Exercise objective:
Print the data that follows exactly, leaving nothing out.
--- The data ---
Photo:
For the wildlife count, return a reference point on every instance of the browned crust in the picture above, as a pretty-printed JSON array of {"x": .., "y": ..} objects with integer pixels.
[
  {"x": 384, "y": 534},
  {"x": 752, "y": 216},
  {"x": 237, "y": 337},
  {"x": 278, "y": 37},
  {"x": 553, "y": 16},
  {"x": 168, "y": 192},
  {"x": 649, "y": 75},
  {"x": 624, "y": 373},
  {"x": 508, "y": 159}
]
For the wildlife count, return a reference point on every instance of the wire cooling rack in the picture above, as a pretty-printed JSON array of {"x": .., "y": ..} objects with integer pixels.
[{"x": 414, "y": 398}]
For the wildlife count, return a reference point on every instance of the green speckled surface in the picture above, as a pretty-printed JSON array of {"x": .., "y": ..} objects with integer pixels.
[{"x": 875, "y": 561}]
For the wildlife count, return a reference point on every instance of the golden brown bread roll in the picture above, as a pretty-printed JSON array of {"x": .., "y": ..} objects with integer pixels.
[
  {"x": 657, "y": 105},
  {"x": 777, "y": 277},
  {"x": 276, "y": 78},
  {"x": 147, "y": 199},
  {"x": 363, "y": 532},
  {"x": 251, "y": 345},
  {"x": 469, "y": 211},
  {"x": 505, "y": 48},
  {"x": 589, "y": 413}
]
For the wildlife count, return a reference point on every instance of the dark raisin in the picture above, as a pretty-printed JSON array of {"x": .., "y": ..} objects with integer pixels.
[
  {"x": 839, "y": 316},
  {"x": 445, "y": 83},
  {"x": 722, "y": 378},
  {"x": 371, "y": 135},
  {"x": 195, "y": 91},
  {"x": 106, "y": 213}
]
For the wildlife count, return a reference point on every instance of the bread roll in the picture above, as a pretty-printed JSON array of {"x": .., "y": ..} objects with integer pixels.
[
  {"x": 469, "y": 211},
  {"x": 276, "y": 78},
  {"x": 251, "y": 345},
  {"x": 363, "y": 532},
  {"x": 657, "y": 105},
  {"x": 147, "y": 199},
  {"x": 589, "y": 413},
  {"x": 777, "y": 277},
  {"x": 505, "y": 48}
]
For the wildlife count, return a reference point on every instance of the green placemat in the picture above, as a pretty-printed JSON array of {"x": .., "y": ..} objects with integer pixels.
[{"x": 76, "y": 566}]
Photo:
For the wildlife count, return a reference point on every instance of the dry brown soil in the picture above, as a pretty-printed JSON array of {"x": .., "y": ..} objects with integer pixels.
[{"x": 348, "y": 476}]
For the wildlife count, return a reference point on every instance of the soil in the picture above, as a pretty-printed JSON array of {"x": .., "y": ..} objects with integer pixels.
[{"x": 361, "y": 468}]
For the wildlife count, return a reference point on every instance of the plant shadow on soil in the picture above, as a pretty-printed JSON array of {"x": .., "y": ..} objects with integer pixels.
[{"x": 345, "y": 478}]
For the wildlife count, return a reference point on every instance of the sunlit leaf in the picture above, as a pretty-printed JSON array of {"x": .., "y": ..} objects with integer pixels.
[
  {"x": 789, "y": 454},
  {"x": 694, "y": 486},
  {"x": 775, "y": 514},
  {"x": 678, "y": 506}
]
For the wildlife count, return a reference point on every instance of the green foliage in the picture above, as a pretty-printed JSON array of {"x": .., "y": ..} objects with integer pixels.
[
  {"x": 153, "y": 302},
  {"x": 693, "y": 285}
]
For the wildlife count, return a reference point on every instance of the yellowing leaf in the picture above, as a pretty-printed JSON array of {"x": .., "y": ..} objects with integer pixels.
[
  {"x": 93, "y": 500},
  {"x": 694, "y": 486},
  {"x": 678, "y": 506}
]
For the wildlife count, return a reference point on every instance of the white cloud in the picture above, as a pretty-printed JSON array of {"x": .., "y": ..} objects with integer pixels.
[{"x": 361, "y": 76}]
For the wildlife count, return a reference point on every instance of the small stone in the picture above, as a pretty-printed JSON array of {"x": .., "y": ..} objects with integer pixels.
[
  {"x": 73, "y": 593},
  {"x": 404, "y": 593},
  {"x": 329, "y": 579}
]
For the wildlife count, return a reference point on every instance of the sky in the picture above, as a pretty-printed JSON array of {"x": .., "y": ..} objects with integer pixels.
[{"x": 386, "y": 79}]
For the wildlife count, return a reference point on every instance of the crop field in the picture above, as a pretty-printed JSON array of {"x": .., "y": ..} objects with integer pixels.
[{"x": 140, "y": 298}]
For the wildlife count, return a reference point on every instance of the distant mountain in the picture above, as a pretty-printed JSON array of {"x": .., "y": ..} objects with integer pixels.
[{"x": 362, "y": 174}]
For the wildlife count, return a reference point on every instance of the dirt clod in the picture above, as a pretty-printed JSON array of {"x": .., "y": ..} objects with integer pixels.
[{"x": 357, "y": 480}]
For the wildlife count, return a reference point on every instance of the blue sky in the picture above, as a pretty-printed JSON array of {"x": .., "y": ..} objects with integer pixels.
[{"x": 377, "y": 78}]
---
Output of the exercise:
Photo:
For the wildlife count, return a reference point on every instance of the browned crust in the picture above, as a pretty-printed JSON array of {"x": .., "y": ..} objects with integer pixels.
[
  {"x": 384, "y": 534},
  {"x": 752, "y": 216},
  {"x": 237, "y": 337},
  {"x": 278, "y": 37},
  {"x": 553, "y": 16},
  {"x": 168, "y": 192},
  {"x": 649, "y": 75},
  {"x": 624, "y": 373},
  {"x": 508, "y": 159}
]
For the wildlife count, return a reference point on every instance of the wire cooling rack in the picture above, as a pretty-printed JSON array of {"x": .., "y": ..} objects with integer pixels.
[{"x": 414, "y": 398}]
For the wildlife count, return a reference point on every instance of the green speckled surface in the picture above, as a pretty-printed JSON array of {"x": .., "y": ..} objects with integer pixels.
[{"x": 875, "y": 561}]
For the wildlife count, return a reference point on every instance of the golden brown bread roll in the picture above, as a pretty-printed JSON array of {"x": .., "y": ..} objects with integer pixels.
[
  {"x": 657, "y": 105},
  {"x": 777, "y": 277},
  {"x": 276, "y": 78},
  {"x": 147, "y": 199},
  {"x": 363, "y": 532},
  {"x": 251, "y": 345},
  {"x": 469, "y": 211},
  {"x": 505, "y": 48},
  {"x": 589, "y": 413}
]
For the wildlife count, return a reference point on every instance of the dark raisin in the picture above, as a pretty-printed JSON array of {"x": .., "y": ..} objects with integer pixels.
[
  {"x": 839, "y": 316},
  {"x": 445, "y": 83},
  {"x": 722, "y": 378},
  {"x": 371, "y": 135},
  {"x": 195, "y": 91},
  {"x": 106, "y": 213}
]
For the wildlife count, return a reference point on every instance of the bread roll in the picture above, as a pretty-printed JSON array of {"x": .., "y": ..} objects with integer pixels.
[
  {"x": 469, "y": 211},
  {"x": 276, "y": 78},
  {"x": 251, "y": 345},
  {"x": 363, "y": 532},
  {"x": 657, "y": 105},
  {"x": 147, "y": 199},
  {"x": 589, "y": 413},
  {"x": 777, "y": 277},
  {"x": 505, "y": 48}
]
For the wildlife count, return a reference point on every instance of the green placemat in the picture above, as a pretty-printed JSON array of {"x": .., "y": ..} objects with integer pixels.
[{"x": 76, "y": 566}]
Photo:
For the wildlife count, return a reference point on every instance of the dry brown soil in the picture above, as a pretty-printed JSON array of {"x": .., "y": ..} objects with integer pixels.
[{"x": 348, "y": 476}]
For the wildlife count, return a reference point on every instance of the soil in the picture above, as a pretty-printed JSON array of {"x": .., "y": ..} objects with integer pixels.
[{"x": 361, "y": 468}]
For the wildlife count, return a reference point on every instance of the plant shadow on soil in the picture above, as a pretty-printed JSON array of {"x": .., "y": ..} objects with integer pixels.
[{"x": 345, "y": 478}]
For the wildlife count, return a reference point on every instance of the sunlit leaf in the picture above, as a pretty-printed JSON array of {"x": .., "y": ..} objects with integer pixels.
[
  {"x": 789, "y": 454},
  {"x": 694, "y": 486},
  {"x": 775, "y": 514},
  {"x": 678, "y": 506}
]
For the wildlife count, return a reference point on every instance of the green foliage in the picture above, as a pretty-printed JSON array of {"x": .., "y": ..} objects with integer pixels.
[
  {"x": 153, "y": 302},
  {"x": 693, "y": 285}
]
For the wildlife count, return a reference point on every instance of the yellowing leaf in the picture above, as a pretty-printed JSON array of {"x": .., "y": ..} objects with integer pixels.
[
  {"x": 93, "y": 500},
  {"x": 694, "y": 486},
  {"x": 678, "y": 506}
]
For the wildlife count, return a reference point on every instance of the white cloud in the picture above, as a pretty-printed JSON array of {"x": .., "y": ..} objects with integer pixels.
[{"x": 361, "y": 76}]
For the wildlife count, return a reference point on every instance of the small stone in the picture above, as a pretty-printed JSON array of {"x": .., "y": ..} objects with integer pixels.
[
  {"x": 73, "y": 593},
  {"x": 404, "y": 593},
  {"x": 329, "y": 579}
]
For the wildlife count, return a reference point on every instance of the sky in the picture above, as a pretty-printed JSON array of {"x": .., "y": ..} objects with integer pixels.
[{"x": 386, "y": 79}]
For the wildlife count, return a reference point on every instance of the crop field in the picture above, as a pretty-printed JSON array of {"x": .., "y": ..} objects with integer pixels.
[{"x": 140, "y": 298}]
For the wildlife count, return a reference point on every instance of the distant mountain in the picture above, as a pretty-printed JSON array of {"x": .., "y": ..} objects with integer pixels.
[{"x": 362, "y": 174}]
For the wildlife count, return a reference point on every instance of the dirt clod in the picture above, as a pretty-printed JSON array of {"x": .., "y": ..} objects with integer pixels.
[{"x": 357, "y": 480}]
For the wildlife count, return a reference point on every instance of the blue sky in the picture above, as a pretty-printed JSON array of {"x": .., "y": ..} objects with integer pixels.
[{"x": 377, "y": 78}]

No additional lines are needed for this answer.